These changes to the script were not the only surprises to come in season ten. Hyland spoke about this, as so many plot twists centered around Hayley. “I definitely thought she was going to be ending up with Andy,” she said, having been shocked to find out that her character would marry Dylan over Adam Devine’s fan-favorite role. “People yell at me on social media for ending up with Dylan because they want Haley and Andy to be together so bad.”
This suprise was coupled with another: twins. “I definitely was like, ‘Well, thank God we’re not doing season 11! All joking aside, I thought it was really cool. It’s a showbiz thing to say, ‘Never work with kids and animals.’ When you’re at this stage of the baby, you have to think of babies crying and all of that. So then you have two and you’re like, ‘Okay, now we’re going to have four babies on set.’ [Two babies are used to play one on screen because of their limited availability and general fussiness, so two onscreen babies requires, well, you can do the math.] I was just really thinking of the technical aspect of it, especially when we found out we were going to be doing season 11. Thank God I’m at an age in my life where I have friends that have babies, and I at least know how to hold them and I’m good with kids. I’m grateful that I have experience with friends’ children.”

━━━━

:: Task description ::
Apart from Hyland and the character she plays, list every name of a person or character that appears in the passage about season ten.

:: Excerpted data ::
━━━━

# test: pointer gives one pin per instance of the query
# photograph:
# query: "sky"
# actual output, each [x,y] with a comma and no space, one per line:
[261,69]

━━━━

:: Problem solution ::
Andy, Dylan, Adam Devine